GOAL OF THE EXERCISE: Reproduce the stretch of the listing below from its start through the line containing "[0,172,73,224]", keeping every request line, and shift each bounding box coordinate up by 55.

══ INFORMATION PROVIDED ══

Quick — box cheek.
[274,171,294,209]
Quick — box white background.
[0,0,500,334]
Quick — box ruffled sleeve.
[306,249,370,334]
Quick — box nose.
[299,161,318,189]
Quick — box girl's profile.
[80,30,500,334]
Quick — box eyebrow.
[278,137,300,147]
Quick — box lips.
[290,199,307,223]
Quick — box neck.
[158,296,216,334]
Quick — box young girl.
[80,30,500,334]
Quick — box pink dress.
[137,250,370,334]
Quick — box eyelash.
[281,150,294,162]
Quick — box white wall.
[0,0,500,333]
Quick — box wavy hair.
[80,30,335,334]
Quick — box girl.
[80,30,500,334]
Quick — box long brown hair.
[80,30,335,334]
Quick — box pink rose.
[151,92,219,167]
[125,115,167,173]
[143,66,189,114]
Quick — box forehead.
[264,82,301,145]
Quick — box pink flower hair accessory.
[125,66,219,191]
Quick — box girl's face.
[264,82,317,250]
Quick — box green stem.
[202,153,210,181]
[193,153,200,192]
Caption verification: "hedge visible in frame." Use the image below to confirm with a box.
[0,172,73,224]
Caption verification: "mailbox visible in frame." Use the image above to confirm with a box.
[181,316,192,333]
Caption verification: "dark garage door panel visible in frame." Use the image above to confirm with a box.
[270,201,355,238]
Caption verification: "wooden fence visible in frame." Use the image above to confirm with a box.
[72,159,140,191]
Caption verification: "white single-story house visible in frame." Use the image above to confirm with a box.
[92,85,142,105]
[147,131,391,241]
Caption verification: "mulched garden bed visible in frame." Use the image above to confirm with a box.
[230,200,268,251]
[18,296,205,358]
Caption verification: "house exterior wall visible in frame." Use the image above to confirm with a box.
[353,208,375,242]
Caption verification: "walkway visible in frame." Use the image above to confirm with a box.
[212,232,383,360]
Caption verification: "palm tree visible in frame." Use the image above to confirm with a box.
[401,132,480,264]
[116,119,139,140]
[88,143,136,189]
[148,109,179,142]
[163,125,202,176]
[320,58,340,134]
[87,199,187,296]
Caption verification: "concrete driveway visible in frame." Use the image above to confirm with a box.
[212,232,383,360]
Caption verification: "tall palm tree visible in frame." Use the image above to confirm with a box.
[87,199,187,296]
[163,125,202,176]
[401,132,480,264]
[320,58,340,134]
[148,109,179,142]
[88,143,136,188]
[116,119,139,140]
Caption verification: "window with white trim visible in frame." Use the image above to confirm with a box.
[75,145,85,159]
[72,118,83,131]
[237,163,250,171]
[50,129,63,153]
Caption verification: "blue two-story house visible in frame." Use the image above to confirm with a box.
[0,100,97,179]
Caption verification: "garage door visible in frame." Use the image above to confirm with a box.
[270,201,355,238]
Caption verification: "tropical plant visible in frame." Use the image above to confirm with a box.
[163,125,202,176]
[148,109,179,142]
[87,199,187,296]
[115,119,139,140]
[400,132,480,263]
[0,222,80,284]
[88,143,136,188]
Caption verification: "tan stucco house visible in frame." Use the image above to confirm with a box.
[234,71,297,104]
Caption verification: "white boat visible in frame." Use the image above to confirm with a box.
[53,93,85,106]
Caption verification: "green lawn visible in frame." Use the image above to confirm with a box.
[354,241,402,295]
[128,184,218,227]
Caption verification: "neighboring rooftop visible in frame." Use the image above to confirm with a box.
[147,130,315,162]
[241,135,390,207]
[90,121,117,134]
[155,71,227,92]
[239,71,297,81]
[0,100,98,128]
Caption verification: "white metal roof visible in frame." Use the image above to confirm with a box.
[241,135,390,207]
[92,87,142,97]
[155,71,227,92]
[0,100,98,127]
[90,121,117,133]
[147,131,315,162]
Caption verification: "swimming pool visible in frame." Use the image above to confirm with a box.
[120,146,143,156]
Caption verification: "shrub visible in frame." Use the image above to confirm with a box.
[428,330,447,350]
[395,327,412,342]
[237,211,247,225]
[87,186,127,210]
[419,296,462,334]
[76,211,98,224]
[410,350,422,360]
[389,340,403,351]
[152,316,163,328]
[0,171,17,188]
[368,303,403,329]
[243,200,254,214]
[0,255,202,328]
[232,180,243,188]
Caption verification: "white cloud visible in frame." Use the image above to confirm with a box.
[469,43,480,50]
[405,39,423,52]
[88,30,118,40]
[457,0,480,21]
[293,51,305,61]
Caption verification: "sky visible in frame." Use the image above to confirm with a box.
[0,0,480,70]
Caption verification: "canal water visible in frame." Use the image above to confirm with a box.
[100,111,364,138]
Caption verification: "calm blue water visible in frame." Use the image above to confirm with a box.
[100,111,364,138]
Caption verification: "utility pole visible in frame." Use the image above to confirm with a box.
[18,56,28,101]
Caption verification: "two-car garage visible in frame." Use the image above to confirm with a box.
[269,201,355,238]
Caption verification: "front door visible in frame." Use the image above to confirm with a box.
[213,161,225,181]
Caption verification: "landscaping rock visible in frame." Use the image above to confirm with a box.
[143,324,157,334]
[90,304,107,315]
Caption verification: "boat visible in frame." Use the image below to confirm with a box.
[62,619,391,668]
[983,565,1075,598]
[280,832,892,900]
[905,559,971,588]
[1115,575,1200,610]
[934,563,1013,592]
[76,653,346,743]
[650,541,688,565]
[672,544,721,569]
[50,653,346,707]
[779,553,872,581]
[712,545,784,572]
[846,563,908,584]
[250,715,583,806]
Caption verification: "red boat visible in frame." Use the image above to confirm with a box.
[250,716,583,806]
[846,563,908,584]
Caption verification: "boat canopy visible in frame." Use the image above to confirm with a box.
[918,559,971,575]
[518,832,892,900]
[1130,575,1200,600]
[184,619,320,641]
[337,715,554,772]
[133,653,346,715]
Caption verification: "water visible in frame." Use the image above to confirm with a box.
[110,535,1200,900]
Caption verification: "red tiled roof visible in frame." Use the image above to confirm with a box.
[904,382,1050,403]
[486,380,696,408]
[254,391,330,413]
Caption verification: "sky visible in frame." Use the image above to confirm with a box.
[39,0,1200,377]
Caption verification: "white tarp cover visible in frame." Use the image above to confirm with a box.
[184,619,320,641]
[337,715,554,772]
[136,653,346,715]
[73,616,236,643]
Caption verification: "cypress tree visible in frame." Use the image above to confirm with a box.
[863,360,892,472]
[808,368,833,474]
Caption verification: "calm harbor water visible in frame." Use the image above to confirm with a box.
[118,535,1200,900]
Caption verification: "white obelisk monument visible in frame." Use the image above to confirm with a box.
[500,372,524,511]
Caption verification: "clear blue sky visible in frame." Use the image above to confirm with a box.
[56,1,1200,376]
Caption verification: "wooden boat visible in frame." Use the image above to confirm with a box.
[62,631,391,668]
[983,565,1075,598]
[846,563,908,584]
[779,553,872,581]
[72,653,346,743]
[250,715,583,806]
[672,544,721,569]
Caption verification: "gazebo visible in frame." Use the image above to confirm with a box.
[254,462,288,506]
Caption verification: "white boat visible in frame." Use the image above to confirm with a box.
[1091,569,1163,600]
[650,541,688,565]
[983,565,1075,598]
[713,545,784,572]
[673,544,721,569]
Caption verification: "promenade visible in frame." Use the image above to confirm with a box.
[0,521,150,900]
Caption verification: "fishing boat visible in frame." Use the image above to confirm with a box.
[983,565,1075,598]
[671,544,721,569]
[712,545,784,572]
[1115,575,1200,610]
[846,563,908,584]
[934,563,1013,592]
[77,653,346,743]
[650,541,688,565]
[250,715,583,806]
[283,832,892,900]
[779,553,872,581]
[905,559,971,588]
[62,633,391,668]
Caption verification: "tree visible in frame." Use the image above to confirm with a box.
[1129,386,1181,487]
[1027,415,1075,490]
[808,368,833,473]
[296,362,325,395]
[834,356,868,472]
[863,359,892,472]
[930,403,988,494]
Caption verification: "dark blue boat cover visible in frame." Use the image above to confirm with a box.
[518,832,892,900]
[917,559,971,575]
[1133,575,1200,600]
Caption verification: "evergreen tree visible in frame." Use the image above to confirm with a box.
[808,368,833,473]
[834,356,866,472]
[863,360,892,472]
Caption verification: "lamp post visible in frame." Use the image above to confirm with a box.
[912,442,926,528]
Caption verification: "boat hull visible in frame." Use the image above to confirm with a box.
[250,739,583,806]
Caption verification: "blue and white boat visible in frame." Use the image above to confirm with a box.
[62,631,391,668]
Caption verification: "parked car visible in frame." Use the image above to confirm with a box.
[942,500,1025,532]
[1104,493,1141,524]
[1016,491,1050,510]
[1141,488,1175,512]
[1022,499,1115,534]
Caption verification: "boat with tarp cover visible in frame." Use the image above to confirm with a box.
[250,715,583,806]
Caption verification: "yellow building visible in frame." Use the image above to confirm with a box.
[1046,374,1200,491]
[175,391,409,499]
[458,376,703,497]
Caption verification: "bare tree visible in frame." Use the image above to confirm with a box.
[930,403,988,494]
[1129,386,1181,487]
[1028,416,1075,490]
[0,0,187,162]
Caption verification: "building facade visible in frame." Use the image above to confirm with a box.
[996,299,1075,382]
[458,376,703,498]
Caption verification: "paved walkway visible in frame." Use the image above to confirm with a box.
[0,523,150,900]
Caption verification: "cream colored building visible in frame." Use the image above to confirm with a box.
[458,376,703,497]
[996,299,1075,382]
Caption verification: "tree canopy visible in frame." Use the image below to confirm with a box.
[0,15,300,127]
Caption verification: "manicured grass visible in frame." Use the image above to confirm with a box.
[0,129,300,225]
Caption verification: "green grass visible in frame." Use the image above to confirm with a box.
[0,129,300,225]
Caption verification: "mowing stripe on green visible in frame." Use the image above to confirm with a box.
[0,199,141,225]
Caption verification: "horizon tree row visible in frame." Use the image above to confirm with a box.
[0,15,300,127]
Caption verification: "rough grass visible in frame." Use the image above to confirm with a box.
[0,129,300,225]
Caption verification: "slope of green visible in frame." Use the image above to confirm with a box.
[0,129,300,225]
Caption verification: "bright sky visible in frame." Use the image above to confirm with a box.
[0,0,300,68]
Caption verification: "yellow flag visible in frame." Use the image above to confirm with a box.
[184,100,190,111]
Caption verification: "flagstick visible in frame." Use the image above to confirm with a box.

═══

ANSWER TO THIS PROBLEM:
Quick — box cheek.
[329,226,349,264]
Quick — box white background.
[55,55,555,389]
Quick — box ruffled sleeve.
[361,304,425,389]
Quick — box nose.
[354,216,373,244]
Quick — box girl's profile.
[135,85,555,389]
Quick — box eyebrow.
[333,192,355,202]
Quick — box lips.
[345,254,362,278]
Quick — box neck.
[213,351,271,389]
Quick — box young girl.
[135,85,555,389]
Quick — box pink dress.
[192,305,425,389]
Quick — box eyelash.
[336,205,349,217]
Quick — box white wall.
[55,55,555,388]
Quick — box wavy hair.
[135,85,390,389]
Quick — box girl.
[135,85,555,389]
Quick — box long brown hair.
[135,85,390,389]
Quick — box pink rose.
[206,147,274,222]
[180,170,222,228]
[198,121,244,169]
Quick — box forehead.
[319,137,356,200]
Quick — box pink flower hair accessory.
[180,121,274,246]
Quick — box girl's face.
[319,137,372,305]
Quick — box green stem.
[257,208,265,236]
[248,208,255,247]
Caption verification: "hedge visible in frame." Use the image below to confirm with a box.
[55,227,128,279]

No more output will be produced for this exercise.